begin Information given

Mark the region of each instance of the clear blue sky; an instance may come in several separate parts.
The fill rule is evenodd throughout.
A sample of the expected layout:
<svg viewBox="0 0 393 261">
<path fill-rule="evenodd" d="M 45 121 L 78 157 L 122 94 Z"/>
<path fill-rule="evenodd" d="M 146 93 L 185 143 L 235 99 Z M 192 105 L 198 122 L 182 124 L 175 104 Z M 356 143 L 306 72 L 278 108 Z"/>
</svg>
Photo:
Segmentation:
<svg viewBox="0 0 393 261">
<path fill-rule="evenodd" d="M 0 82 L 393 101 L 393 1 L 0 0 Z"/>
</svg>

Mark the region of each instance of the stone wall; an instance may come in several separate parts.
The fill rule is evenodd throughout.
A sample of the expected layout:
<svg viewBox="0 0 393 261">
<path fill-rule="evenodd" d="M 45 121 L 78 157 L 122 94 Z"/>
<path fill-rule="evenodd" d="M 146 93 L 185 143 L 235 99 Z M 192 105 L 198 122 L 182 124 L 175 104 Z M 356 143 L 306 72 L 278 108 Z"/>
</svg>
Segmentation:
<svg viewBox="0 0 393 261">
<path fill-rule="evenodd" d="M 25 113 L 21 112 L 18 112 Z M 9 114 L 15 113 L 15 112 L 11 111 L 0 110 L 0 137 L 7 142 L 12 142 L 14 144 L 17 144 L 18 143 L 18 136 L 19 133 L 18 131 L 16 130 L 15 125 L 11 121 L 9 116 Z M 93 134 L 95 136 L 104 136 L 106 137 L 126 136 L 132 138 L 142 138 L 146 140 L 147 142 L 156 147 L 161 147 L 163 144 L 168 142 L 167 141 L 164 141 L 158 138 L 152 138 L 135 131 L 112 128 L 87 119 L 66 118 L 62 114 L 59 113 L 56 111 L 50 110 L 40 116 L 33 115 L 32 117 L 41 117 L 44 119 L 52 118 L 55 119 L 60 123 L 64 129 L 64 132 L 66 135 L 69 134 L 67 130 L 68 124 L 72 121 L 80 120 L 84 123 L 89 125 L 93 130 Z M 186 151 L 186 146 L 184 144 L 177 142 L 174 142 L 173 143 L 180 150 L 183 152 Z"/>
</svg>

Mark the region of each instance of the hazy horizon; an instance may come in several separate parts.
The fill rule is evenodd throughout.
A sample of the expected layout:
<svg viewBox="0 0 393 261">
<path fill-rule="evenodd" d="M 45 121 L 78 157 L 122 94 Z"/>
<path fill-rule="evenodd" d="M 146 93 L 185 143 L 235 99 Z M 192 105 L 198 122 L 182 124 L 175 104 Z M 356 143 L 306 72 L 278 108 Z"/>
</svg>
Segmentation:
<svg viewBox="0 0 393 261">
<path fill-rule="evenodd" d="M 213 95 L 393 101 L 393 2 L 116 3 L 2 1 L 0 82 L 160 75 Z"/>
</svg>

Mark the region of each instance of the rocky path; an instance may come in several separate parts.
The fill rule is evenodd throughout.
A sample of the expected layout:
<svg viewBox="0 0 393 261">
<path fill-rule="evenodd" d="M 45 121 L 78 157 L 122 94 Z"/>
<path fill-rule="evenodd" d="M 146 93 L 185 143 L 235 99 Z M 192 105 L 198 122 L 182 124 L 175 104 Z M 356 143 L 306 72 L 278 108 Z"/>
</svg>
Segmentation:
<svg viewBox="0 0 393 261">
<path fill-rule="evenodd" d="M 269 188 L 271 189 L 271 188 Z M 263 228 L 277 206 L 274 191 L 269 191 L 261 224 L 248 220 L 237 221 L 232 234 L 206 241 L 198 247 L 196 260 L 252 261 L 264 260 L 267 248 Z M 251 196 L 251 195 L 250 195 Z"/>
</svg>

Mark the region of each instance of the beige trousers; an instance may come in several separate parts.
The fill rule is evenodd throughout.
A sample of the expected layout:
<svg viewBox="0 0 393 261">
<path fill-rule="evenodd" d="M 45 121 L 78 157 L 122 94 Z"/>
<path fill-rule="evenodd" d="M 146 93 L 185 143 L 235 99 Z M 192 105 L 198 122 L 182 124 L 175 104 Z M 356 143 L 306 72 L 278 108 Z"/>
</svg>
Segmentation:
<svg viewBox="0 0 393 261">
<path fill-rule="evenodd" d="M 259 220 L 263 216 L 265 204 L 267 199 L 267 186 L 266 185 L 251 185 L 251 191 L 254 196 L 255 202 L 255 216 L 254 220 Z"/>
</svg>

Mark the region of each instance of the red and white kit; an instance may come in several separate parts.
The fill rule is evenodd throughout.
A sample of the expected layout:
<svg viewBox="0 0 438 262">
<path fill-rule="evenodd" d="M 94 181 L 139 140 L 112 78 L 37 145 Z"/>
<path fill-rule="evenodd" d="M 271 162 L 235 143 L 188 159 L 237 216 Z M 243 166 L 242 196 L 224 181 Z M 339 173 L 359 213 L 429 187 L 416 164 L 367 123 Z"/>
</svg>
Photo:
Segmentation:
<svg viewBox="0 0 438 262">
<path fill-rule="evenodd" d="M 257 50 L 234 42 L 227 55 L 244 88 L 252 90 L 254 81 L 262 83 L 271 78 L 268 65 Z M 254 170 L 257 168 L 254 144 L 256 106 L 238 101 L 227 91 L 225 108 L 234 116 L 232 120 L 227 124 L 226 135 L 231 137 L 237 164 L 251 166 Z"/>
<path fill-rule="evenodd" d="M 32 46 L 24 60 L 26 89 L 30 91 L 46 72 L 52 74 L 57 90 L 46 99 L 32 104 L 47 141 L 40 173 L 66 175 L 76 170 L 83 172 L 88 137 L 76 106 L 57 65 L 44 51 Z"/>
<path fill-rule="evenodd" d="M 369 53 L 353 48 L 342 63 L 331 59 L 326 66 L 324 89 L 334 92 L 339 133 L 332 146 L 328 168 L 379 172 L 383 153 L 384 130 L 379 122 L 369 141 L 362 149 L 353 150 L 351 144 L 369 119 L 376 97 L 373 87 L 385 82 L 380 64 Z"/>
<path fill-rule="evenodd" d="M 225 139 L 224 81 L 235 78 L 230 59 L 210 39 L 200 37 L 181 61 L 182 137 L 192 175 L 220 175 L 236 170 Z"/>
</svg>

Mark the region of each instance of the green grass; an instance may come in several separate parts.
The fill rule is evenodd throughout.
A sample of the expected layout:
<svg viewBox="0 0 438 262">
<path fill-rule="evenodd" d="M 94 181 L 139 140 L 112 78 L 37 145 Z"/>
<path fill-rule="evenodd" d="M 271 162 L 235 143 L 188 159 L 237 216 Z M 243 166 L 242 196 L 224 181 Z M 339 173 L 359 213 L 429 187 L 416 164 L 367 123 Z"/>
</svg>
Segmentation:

end Information given

Work instructions: Put every line of the data above into a Markdown table with the columns No. and Text, numbering the rows in order and omitting blank lines.

Final result:
| No. | Text |
|---|---|
| 1 | Mark the region of each instance of the clear blue sky; an instance may come in several separate parts. |
| 2 | The fill rule is evenodd throughout. |
| 3 | A sample of the expected layout: |
| 4 | <svg viewBox="0 0 393 261"> |
| 5 | <path fill-rule="evenodd" d="M 45 121 L 78 157 L 122 94 Z"/> |
| 6 | <path fill-rule="evenodd" d="M 146 93 L 185 143 L 235 99 Z M 192 105 L 198 122 L 182 124 L 175 104 Z M 356 143 L 306 72 L 278 108 Z"/> |
| 7 | </svg> |
| 8 | Photo: |
| 9 | Segmentation: |
| 10 | <svg viewBox="0 0 393 261"> |
| 11 | <path fill-rule="evenodd" d="M 0 82 L 393 101 L 393 1 L 0 0 Z"/> |
| 12 | </svg> |
| 13 | Mark the region of each instance of the stone wall; an instance may come in several separate parts. |
| 14 | The fill rule is evenodd throughout. |
| 15 | A sample of the expected layout: |
| 16 | <svg viewBox="0 0 393 261"> |
| 17 | <path fill-rule="evenodd" d="M 45 121 L 78 157 L 122 94 Z"/> |
| 18 | <path fill-rule="evenodd" d="M 146 93 L 185 143 L 235 99 Z M 192 105 L 198 122 L 182 124 L 175 104 Z M 356 143 L 306 72 L 278 108 Z"/> |
| 19 | </svg> |
| 20 | Segmentation: |
| 21 | <svg viewBox="0 0 393 261"> |
| 22 | <path fill-rule="evenodd" d="M 25 113 L 21 112 L 18 112 Z M 9 114 L 15 113 L 15 112 L 11 111 L 0 110 L 0 137 L 7 142 L 12 142 L 14 144 L 17 144 L 18 143 L 18 136 L 19 133 L 18 131 L 16 130 L 15 125 L 11 121 L 9 116 Z M 93 134 L 95 136 L 104 136 L 106 137 L 126 136 L 132 138 L 142 138 L 146 140 L 147 142 L 156 147 L 161 147 L 163 144 L 168 142 L 167 141 L 164 141 L 158 138 L 152 138 L 135 131 L 112 128 L 87 119 L 66 118 L 62 114 L 59 113 L 56 111 L 50 110 L 40 116 L 33 115 L 32 117 L 41 117 L 44 119 L 52 118 L 55 119 L 60 123 L 64 129 L 64 132 L 66 135 L 69 134 L 67 130 L 68 124 L 72 121 L 80 120 L 84 123 L 89 125 L 93 130 Z M 186 151 L 186 146 L 184 144 L 177 142 L 174 142 L 173 143 L 180 150 L 183 152 Z"/> |
| 23 | </svg> |
| 24 | Mark the region of each instance of the hazy horizon; an instance may come in several separate parts. |
| 25 | The fill rule is evenodd throughout. |
| 26 | A sample of the expected layout: |
| 27 | <svg viewBox="0 0 393 261"> |
| 28 | <path fill-rule="evenodd" d="M 45 121 L 78 157 L 122 94 Z"/> |
| 29 | <path fill-rule="evenodd" d="M 146 93 L 185 143 L 235 99 Z M 192 105 L 198 122 L 182 124 L 175 104 Z M 356 143 L 306 72 L 278 108 Z"/> |
| 30 | </svg> |
| 31 | Segmentation: |
| 32 | <svg viewBox="0 0 393 261"> |
| 33 | <path fill-rule="evenodd" d="M 213 95 L 393 101 L 393 2 L 116 3 L 2 1 L 0 82 L 160 75 Z"/> |
| 34 | </svg> |
| 35 | Mark the region of each instance of the rocky path; an instance may come in several separate parts. |
| 36 | The fill rule is evenodd throughout. |
| 37 | A sample of the expected layout: |
| 38 | <svg viewBox="0 0 393 261"> |
| 39 | <path fill-rule="evenodd" d="M 45 121 L 78 157 L 122 94 Z"/> |
| 40 | <path fill-rule="evenodd" d="M 146 93 L 185 143 L 235 99 Z M 192 105 L 198 122 L 182 124 L 175 104 Z M 356 143 L 306 72 L 278 108 Z"/> |
| 41 | </svg> |
| 42 | Segmentation: |
| 43 | <svg viewBox="0 0 393 261"> |
| 44 | <path fill-rule="evenodd" d="M 269 188 L 271 189 L 271 188 Z M 263 228 L 277 206 L 274 191 L 269 191 L 261 224 L 248 220 L 237 221 L 232 234 L 206 241 L 198 247 L 196 260 L 252 261 L 264 260 L 267 248 Z M 251 196 L 251 195 L 250 195 Z"/> |
| 45 | </svg> |
| 46 | Mark the region of each instance of the beige trousers; an instance may come in several separate parts. |
| 47 | The fill rule is evenodd throughout. |
| 48 | A sample of the expected layout: |
| 49 | <svg viewBox="0 0 393 261"> |
| 50 | <path fill-rule="evenodd" d="M 45 121 L 78 157 L 122 94 Z"/> |
| 51 | <path fill-rule="evenodd" d="M 146 93 L 185 143 L 235 99 Z M 192 105 L 198 122 L 182 124 L 175 104 Z M 356 143 L 306 72 L 278 108 Z"/> |
| 52 | </svg> |
| 53 | Segmentation: |
| 54 | <svg viewBox="0 0 393 261"> |
| 55 | <path fill-rule="evenodd" d="M 259 220 L 263 216 L 265 204 L 267 199 L 267 186 L 266 185 L 251 185 L 251 191 L 254 196 L 255 202 L 255 216 L 254 220 Z"/> |
| 56 | </svg> |
| 57 | Mark the region of each instance of the red and white kit; an instance may come in several separate parts. |
| 58 | The fill rule is evenodd throughout. |
| 59 | A sample of the expected layout: |
| 60 | <svg viewBox="0 0 438 262"> |
| 61 | <path fill-rule="evenodd" d="M 94 181 L 139 140 L 112 78 L 37 145 Z"/> |
| 62 | <path fill-rule="evenodd" d="M 271 162 L 235 143 L 188 159 L 237 216 Z M 243 166 L 242 196 L 224 181 Z M 339 173 L 359 213 L 429 187 L 416 164 L 367 123 Z"/> |
| 63 | </svg> |
| 64 | Photo: |
| 65 | Segmentation: |
| 66 | <svg viewBox="0 0 438 262"> |
| 67 | <path fill-rule="evenodd" d="M 257 50 L 234 42 L 227 55 L 244 88 L 252 90 L 254 81 L 262 83 L 271 78 L 268 65 Z M 254 170 L 257 168 L 254 144 L 256 106 L 238 101 L 227 91 L 225 108 L 234 116 L 232 120 L 227 124 L 226 135 L 231 137 L 237 164 L 251 166 Z"/> |
| 68 | <path fill-rule="evenodd" d="M 32 46 L 24 60 L 26 89 L 30 91 L 46 72 L 52 74 L 57 90 L 46 99 L 32 104 L 47 141 L 40 173 L 66 175 L 76 170 L 83 172 L 88 137 L 76 106 L 57 65 L 44 51 Z"/> |
| 69 | <path fill-rule="evenodd" d="M 369 53 L 353 48 L 342 63 L 331 59 L 326 66 L 324 89 L 334 92 L 339 133 L 332 146 L 328 168 L 379 172 L 383 153 L 384 130 L 379 122 L 369 141 L 362 149 L 353 150 L 351 144 L 369 119 L 376 97 L 373 87 L 385 82 L 380 64 Z"/> |
| 70 | <path fill-rule="evenodd" d="M 225 139 L 224 81 L 235 78 L 230 59 L 210 39 L 200 37 L 181 61 L 182 137 L 192 175 L 220 175 L 236 170 Z"/> |
| 71 | </svg> |
| 72 | Mark the region of each instance of the green grass; an instance may come in several separate parts. |
| 73 | The fill rule is evenodd throughout. |
| 74 | A sample of the expected layout: |
| 75 | <svg viewBox="0 0 438 262"> |
| 76 | <path fill-rule="evenodd" d="M 94 181 L 139 140 L 112 78 L 37 145 Z"/> |
| 77 | <path fill-rule="evenodd" d="M 271 162 L 235 143 L 188 159 L 237 216 Z M 243 166 L 242 196 L 224 181 Z M 339 173 L 359 213 L 429 187 L 416 164 L 367 123 Z"/> |
| 78 | </svg> |
| 79 | Segmentation: |